Return exactly the lines from the one bearing "Each instance receives one keypoint. Mark the parking" through the last, and no others. Pictures must be left out.

___ DATA EXCERPTS ___

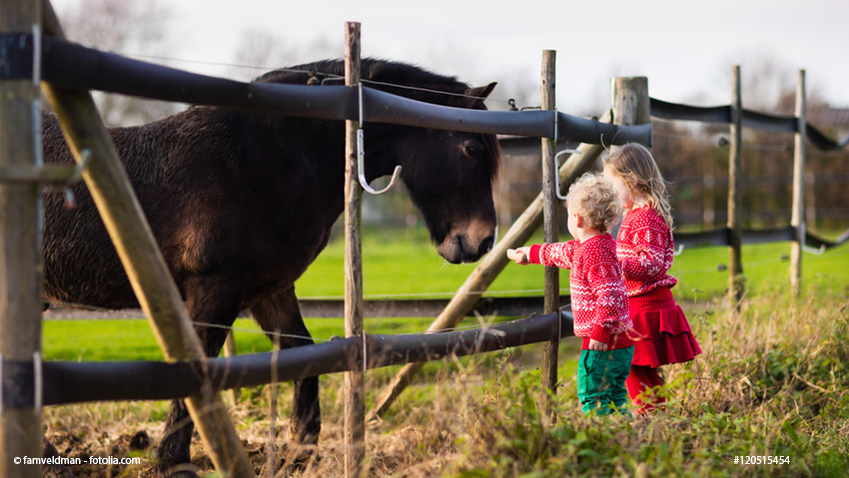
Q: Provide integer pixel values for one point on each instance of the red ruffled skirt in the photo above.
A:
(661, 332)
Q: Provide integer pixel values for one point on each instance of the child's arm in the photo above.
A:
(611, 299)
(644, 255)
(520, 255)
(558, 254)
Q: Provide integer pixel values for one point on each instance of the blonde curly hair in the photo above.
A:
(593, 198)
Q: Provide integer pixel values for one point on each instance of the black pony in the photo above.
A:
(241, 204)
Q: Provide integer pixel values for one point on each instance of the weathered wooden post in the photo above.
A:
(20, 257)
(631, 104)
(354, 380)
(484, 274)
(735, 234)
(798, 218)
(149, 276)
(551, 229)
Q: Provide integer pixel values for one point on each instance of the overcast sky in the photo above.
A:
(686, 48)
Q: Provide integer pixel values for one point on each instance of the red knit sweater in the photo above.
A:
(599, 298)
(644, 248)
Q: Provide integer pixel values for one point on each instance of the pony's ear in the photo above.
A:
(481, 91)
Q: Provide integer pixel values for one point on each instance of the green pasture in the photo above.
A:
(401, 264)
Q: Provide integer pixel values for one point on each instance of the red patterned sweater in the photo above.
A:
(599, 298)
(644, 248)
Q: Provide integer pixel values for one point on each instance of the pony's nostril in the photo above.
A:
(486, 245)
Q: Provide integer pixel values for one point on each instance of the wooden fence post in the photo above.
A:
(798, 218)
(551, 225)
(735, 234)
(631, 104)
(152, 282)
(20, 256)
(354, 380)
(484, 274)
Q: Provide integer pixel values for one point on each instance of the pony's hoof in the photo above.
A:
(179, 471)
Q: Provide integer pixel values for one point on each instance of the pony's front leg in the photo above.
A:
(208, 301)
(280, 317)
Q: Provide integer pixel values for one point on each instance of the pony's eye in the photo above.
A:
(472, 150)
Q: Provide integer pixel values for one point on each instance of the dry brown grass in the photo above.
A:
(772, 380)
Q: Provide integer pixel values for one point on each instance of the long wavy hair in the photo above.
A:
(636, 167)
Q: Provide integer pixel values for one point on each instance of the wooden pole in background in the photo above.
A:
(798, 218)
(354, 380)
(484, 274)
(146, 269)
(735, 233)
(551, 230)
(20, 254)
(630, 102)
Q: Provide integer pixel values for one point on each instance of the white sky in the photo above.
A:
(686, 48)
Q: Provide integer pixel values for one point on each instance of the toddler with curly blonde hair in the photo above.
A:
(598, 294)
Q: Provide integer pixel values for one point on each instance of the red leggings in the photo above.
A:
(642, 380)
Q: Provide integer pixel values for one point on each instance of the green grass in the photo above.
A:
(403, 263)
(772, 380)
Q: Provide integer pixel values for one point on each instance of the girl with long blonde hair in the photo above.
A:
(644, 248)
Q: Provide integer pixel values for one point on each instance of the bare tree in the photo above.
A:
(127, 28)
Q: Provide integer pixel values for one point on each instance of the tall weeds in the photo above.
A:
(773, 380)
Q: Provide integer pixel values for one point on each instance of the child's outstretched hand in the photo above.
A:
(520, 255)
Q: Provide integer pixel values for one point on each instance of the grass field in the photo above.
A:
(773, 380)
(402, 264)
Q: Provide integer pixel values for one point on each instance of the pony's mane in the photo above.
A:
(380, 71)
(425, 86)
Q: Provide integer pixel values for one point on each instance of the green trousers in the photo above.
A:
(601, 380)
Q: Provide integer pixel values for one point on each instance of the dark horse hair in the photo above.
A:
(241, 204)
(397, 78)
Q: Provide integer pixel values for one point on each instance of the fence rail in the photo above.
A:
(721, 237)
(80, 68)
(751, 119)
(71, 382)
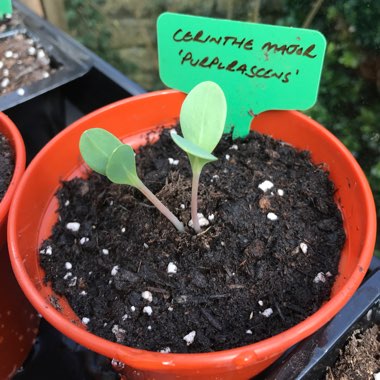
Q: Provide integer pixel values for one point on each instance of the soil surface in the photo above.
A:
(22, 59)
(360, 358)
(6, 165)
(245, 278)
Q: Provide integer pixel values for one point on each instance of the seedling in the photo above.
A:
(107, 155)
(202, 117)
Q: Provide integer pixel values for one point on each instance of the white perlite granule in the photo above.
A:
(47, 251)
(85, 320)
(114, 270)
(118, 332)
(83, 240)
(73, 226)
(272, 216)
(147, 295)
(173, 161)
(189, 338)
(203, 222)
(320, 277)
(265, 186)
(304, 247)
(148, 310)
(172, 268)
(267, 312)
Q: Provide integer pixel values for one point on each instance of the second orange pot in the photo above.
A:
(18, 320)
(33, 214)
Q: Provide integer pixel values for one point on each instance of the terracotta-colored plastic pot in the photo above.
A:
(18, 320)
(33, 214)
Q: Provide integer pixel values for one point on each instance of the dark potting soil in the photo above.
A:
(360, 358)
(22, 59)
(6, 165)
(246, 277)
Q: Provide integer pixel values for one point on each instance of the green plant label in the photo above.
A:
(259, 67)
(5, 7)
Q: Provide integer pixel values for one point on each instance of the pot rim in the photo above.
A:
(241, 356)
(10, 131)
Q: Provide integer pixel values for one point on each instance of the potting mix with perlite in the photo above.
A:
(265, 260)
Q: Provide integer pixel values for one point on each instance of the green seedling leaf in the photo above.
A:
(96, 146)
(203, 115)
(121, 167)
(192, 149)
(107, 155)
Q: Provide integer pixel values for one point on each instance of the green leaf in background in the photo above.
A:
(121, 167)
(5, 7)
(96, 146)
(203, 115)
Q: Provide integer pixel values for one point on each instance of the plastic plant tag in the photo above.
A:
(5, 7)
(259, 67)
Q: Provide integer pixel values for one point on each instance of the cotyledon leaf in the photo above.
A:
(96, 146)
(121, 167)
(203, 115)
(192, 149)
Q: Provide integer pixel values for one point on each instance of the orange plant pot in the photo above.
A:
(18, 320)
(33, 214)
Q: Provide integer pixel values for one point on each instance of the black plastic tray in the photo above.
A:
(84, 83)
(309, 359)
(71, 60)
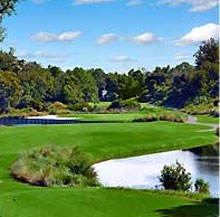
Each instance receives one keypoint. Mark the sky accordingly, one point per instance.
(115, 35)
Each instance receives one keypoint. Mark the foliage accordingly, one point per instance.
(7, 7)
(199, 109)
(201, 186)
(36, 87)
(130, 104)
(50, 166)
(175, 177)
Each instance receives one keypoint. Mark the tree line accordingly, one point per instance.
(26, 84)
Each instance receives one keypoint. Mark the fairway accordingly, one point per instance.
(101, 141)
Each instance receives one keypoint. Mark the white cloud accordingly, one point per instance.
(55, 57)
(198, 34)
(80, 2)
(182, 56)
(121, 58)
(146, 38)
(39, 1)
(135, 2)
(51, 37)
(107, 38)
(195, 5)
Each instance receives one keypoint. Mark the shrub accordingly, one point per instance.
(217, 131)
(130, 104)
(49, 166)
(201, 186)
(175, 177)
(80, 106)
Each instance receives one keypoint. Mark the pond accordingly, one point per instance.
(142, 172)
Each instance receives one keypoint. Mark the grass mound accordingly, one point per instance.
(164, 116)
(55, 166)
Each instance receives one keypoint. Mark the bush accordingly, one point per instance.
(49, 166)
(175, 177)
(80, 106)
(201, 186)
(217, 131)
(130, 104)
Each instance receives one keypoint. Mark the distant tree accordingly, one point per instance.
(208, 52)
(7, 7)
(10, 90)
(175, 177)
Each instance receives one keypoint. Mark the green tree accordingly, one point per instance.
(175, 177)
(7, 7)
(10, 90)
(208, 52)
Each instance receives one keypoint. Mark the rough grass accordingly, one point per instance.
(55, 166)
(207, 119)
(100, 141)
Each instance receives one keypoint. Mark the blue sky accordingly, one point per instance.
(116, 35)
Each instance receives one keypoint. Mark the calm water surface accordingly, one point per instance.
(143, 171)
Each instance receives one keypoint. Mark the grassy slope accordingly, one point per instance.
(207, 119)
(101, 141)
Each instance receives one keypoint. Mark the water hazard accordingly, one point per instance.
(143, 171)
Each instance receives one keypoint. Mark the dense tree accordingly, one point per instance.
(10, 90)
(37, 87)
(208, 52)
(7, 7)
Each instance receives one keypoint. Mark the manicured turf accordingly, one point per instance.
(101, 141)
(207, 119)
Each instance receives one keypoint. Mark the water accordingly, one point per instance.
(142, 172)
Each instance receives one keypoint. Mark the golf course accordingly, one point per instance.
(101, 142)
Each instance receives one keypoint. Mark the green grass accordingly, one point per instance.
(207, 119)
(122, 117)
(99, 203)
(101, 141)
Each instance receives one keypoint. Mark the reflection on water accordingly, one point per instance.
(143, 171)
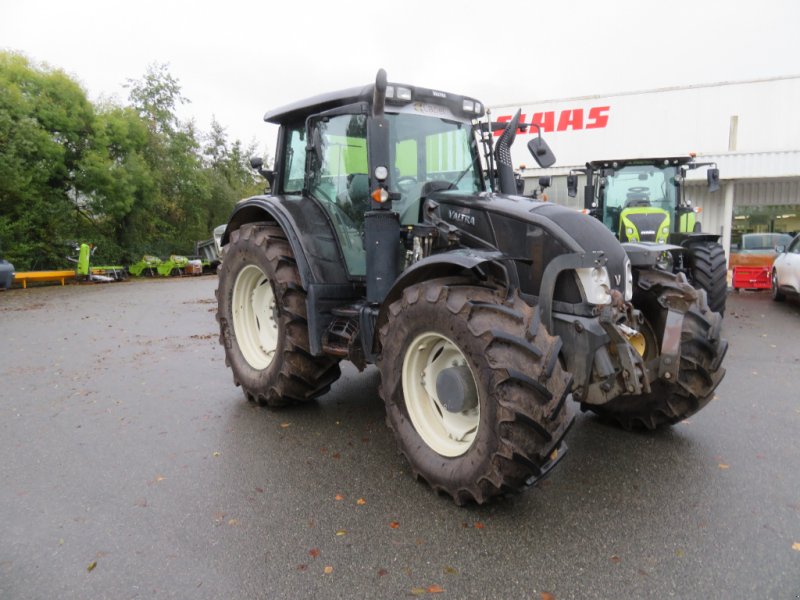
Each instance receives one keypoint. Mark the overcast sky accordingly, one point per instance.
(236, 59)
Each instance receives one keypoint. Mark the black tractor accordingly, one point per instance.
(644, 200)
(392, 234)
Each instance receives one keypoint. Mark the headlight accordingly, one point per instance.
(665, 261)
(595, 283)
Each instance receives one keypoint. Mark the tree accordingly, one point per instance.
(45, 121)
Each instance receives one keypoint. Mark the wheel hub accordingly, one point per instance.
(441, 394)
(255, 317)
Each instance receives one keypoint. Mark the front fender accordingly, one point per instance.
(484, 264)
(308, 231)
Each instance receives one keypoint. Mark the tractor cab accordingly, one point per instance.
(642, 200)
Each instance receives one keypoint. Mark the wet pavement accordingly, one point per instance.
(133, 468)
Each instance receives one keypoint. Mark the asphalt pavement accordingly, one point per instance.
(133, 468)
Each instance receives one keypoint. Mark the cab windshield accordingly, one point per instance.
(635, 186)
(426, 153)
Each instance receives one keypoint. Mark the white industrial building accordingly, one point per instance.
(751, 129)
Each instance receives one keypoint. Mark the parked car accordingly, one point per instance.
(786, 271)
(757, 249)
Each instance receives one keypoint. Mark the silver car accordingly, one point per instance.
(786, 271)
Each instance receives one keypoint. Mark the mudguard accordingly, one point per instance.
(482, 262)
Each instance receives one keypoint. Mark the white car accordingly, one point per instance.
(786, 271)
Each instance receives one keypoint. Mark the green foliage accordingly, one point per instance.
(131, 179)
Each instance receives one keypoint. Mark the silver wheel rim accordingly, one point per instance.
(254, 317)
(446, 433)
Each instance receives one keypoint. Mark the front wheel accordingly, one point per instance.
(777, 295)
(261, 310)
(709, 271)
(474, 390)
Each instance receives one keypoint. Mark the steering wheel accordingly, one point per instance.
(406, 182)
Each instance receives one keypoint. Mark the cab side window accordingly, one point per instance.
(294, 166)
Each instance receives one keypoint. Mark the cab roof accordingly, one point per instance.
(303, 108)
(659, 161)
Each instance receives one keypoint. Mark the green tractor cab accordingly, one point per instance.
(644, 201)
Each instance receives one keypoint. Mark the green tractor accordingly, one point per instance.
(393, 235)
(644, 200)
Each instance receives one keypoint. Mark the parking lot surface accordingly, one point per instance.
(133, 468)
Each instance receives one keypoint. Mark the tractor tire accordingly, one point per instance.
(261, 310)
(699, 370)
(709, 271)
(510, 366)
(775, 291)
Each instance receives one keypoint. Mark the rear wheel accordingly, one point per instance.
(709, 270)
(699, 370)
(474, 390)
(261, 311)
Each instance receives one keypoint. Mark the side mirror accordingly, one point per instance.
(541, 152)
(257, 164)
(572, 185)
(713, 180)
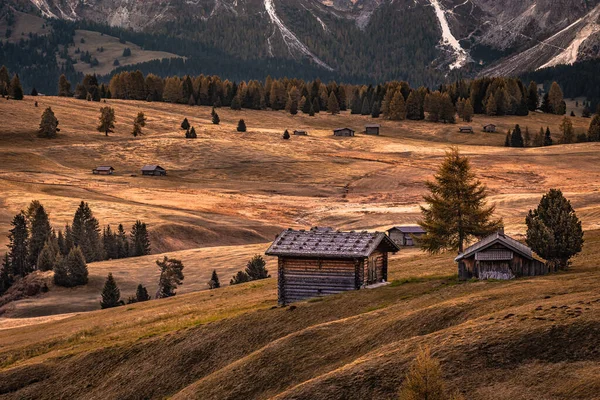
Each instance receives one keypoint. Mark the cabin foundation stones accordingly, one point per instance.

___

WRITTEN ANSWER:
Each instance receives one keypoint. Mark the parking lot surface accordingly, one point per instance.
(133, 468)
Each instance receives one keypoint. Mark the tractor tire accordingly, one point per instance.
(261, 310)
(699, 370)
(709, 271)
(510, 366)
(775, 291)
Each instance receives one keypoint. Mark the rear wheel accordingly, one point per instance.
(709, 270)
(699, 370)
(474, 390)
(261, 311)
Each instance receives one keypoint. Mark the side mirror accordingly, one point per instance.
(541, 152)
(257, 164)
(572, 185)
(713, 180)
Each instance receives one keypoint. Mark the cabin foundation stones accordingly, one point per instance.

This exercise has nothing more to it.